[Dataset rows]
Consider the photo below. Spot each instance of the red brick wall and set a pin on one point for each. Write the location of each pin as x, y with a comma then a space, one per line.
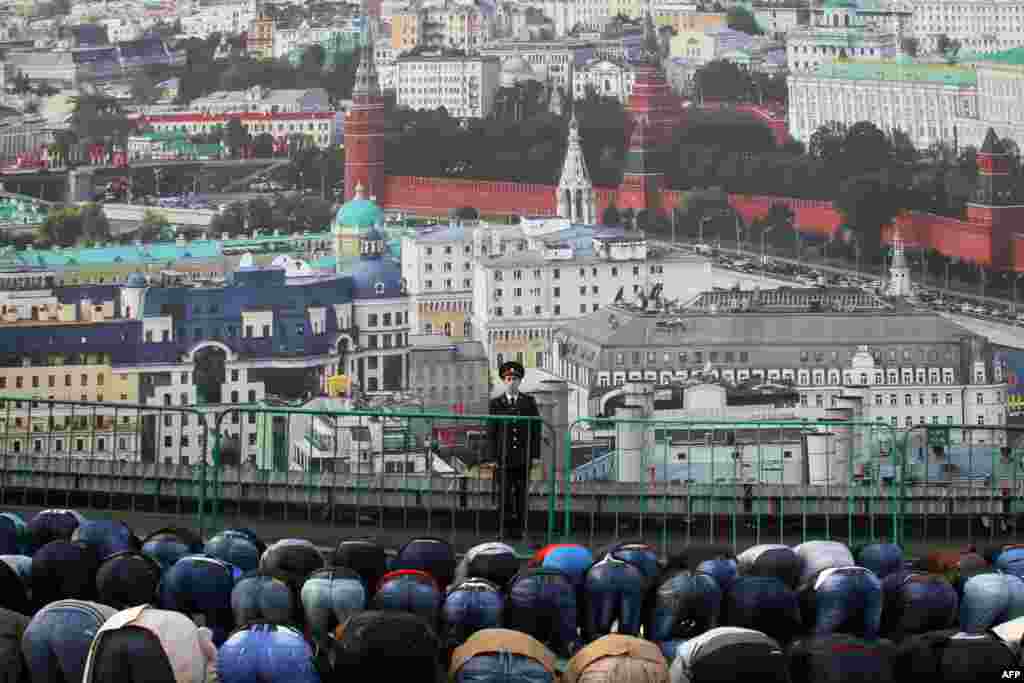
947, 236
972, 240
438, 196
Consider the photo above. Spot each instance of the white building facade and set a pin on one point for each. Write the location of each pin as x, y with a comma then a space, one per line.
839, 33
465, 86
923, 100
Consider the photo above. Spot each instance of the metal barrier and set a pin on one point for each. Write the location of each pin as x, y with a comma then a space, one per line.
963, 482
376, 470
101, 456
671, 481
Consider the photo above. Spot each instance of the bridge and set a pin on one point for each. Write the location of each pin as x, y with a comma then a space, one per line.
133, 213
79, 184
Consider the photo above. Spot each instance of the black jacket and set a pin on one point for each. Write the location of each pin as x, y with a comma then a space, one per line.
514, 441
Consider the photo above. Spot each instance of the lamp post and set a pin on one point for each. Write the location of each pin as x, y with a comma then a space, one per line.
1013, 286
764, 250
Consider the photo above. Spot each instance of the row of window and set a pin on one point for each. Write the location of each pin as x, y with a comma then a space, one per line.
51, 381
56, 445
449, 284
448, 330
446, 267
539, 310
373, 319
248, 331
556, 273
385, 341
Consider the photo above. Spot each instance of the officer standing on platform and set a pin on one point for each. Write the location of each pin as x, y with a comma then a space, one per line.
514, 445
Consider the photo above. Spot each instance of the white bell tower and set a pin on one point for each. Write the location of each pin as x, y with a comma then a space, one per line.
899, 270
576, 191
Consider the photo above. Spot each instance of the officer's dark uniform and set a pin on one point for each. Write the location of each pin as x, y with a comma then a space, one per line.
514, 444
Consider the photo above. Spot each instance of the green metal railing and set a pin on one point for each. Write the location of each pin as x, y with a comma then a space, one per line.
673, 481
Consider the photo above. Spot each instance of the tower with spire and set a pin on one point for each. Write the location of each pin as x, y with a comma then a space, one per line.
365, 124
899, 269
576, 191
653, 114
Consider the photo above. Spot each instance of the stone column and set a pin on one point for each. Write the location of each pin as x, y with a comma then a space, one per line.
553, 401
631, 438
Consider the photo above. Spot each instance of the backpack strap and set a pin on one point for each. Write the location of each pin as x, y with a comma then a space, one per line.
501, 640
610, 646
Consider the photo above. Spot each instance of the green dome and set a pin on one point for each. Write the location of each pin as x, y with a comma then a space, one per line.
357, 215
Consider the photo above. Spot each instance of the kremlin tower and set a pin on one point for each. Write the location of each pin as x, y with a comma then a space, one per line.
365, 127
653, 114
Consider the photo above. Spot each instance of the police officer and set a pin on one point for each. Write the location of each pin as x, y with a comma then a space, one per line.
514, 445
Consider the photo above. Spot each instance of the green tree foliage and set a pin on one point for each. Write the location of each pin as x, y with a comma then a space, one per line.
740, 18
721, 79
826, 142
69, 226
153, 226
867, 204
236, 136
203, 75
910, 46
98, 118
231, 219
946, 46
263, 145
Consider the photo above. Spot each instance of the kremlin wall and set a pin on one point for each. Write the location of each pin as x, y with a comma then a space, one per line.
986, 236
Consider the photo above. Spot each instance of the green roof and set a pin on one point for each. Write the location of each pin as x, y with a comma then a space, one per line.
358, 213
1013, 57
899, 71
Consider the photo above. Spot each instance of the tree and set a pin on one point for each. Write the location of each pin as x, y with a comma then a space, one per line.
610, 215
260, 214
865, 148
721, 79
143, 89
867, 204
946, 47
910, 46
903, 150
231, 219
263, 145
780, 216
740, 18
153, 225
826, 142
98, 119
236, 136
95, 227
68, 226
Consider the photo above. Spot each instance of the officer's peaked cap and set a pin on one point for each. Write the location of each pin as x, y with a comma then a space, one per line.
512, 368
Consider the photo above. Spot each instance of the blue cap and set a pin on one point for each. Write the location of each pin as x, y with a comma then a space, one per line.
268, 653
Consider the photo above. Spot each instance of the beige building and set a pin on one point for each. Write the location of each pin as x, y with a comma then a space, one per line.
449, 375
465, 86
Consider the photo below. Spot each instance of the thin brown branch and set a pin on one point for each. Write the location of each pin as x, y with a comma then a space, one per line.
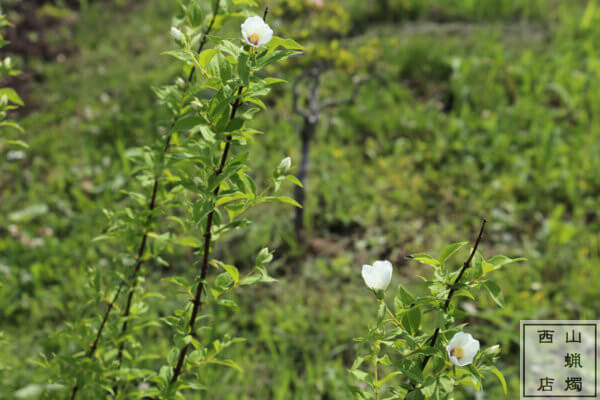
206, 251
296, 95
142, 247
454, 286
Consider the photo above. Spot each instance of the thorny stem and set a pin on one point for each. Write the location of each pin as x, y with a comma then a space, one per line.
207, 239
206, 251
142, 248
453, 288
190, 77
375, 372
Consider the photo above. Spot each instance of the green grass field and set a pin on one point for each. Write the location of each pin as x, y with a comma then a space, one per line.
478, 109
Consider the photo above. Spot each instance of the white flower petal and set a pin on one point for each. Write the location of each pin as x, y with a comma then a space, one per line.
378, 275
467, 344
256, 32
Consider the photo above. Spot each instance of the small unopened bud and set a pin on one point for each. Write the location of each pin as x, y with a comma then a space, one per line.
285, 164
176, 33
264, 256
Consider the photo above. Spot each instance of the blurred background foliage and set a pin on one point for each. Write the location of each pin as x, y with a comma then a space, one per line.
475, 108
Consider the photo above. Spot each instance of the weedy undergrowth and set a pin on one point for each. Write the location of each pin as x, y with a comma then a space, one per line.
9, 99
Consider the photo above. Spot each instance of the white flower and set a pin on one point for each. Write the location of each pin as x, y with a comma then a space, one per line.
256, 32
378, 275
285, 164
176, 33
462, 349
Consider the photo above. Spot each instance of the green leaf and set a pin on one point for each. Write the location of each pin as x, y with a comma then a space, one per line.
282, 199
497, 372
412, 369
412, 320
243, 69
189, 241
206, 57
288, 44
233, 271
495, 292
188, 123
426, 259
406, 298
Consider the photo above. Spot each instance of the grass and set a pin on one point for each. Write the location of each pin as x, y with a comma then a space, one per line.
483, 111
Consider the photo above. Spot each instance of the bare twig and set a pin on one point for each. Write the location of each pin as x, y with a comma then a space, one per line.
311, 115
357, 82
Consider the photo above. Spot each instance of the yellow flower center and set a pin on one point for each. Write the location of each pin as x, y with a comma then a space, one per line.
253, 39
457, 352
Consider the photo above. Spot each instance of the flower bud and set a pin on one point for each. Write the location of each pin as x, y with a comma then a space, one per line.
264, 256
176, 33
256, 32
378, 276
285, 165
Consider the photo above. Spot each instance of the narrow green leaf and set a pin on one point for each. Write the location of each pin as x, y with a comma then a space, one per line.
495, 292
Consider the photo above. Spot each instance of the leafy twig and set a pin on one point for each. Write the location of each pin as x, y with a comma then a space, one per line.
142, 247
453, 288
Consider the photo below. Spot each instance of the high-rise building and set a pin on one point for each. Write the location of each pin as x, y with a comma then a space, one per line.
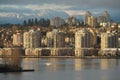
59, 40
17, 39
72, 20
87, 14
109, 40
57, 21
55, 39
92, 21
83, 41
104, 18
32, 39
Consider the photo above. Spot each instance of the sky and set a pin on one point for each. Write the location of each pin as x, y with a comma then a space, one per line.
15, 11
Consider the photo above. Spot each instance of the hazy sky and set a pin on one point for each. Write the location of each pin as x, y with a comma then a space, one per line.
23, 8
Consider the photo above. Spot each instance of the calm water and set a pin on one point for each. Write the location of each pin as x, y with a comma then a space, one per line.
67, 69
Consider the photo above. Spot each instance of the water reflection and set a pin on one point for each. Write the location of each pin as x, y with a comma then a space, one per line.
53, 64
67, 69
109, 63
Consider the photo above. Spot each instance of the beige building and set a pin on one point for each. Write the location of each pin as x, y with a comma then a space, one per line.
83, 42
32, 39
92, 21
17, 39
57, 21
59, 40
72, 20
87, 14
55, 39
62, 52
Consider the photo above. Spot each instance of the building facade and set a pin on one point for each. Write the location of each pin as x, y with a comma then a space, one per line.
109, 40
32, 39
83, 42
57, 21
17, 39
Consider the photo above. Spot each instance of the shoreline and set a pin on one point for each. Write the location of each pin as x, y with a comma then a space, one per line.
73, 57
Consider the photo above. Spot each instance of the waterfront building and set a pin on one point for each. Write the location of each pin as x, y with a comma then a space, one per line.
85, 17
62, 52
55, 39
109, 40
72, 21
37, 52
32, 39
83, 42
57, 21
104, 18
92, 21
17, 39
59, 40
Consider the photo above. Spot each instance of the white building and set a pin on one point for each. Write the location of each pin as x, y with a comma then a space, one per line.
57, 21
17, 39
83, 42
85, 17
109, 40
32, 39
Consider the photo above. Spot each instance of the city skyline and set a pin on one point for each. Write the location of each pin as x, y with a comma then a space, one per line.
17, 11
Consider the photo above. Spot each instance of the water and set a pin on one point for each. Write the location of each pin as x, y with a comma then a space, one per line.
67, 69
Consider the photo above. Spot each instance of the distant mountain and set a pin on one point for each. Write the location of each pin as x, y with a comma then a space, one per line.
25, 16
21, 16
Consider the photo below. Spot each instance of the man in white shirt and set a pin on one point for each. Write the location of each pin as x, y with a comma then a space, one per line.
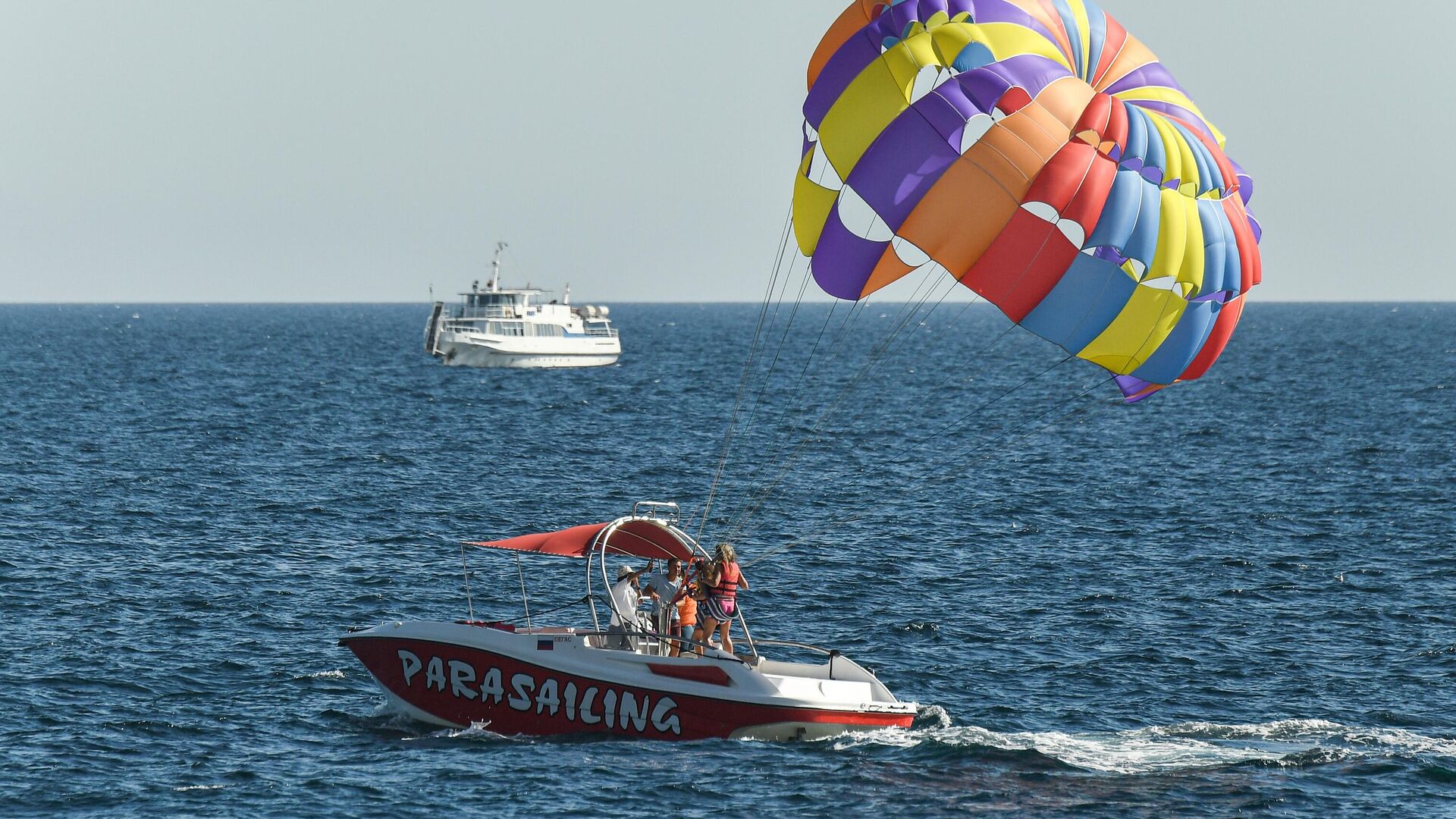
625, 598
663, 586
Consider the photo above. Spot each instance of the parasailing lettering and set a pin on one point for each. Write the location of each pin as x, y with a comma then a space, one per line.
588, 704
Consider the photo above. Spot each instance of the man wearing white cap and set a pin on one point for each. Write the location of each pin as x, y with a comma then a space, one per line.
625, 598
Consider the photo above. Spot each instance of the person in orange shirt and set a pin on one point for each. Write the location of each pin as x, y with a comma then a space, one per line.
688, 613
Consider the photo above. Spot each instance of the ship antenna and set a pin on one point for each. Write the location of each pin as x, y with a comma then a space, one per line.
495, 267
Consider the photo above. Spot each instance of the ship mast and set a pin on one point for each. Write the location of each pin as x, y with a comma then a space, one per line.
495, 267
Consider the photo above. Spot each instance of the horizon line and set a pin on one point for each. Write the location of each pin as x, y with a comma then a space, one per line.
39, 303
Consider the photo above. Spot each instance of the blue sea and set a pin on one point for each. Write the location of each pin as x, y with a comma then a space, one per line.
1238, 596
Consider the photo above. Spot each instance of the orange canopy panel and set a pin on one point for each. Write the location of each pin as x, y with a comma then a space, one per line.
638, 538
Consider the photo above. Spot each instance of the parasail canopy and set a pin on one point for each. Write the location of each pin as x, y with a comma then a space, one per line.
637, 538
1044, 158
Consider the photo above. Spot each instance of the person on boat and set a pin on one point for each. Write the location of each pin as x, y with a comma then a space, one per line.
625, 598
721, 579
663, 586
686, 614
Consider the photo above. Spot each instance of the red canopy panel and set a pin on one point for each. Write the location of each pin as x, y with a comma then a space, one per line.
638, 538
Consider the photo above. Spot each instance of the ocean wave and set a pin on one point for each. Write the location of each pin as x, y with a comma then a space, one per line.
1169, 748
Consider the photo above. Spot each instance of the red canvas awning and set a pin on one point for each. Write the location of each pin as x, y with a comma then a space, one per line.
638, 538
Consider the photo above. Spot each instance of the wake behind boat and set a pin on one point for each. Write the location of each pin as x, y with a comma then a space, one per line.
551, 679
509, 328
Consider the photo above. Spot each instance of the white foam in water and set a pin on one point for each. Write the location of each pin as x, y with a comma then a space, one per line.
1168, 748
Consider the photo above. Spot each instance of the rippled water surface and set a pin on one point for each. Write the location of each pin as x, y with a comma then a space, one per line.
1234, 596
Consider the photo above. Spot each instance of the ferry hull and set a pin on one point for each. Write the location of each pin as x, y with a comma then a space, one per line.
482, 356
457, 686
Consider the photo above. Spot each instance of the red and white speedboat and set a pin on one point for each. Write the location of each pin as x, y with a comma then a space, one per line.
546, 679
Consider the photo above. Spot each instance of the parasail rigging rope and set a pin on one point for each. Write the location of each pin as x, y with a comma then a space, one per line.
747, 368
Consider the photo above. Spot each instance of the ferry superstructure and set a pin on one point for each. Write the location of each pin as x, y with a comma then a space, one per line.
510, 328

[Written instruction] Return exactly the lines from the line bearing "Consider the photo above. Spot each instance of the ferry hull" to the end of the records, inclusive of both; include no other lines.

[Worked solution]
Consider the photo above. Spot each instance of the ferry hull and set a pin on one point for each. Write the location of each pin as x, y with a comma then a space, one per line.
482, 356
457, 686
Consider the photo above. Spot each instance of the red and white speedboat and set a pin on one point for each. Write the location of each pin as x, y with a comma then a space, one per line.
546, 679
Consider the photo above. Spot each instance of the parasail rigging rope and set a pin on one point for each. Write the location of each pin as x, y with a comma then a space, one per line.
747, 368
Consider the photo above. Spot each instance of the ferry superstructure and set a pin on one point for each. Write the location of each pin as x, y with a comma then a space, one per line.
510, 328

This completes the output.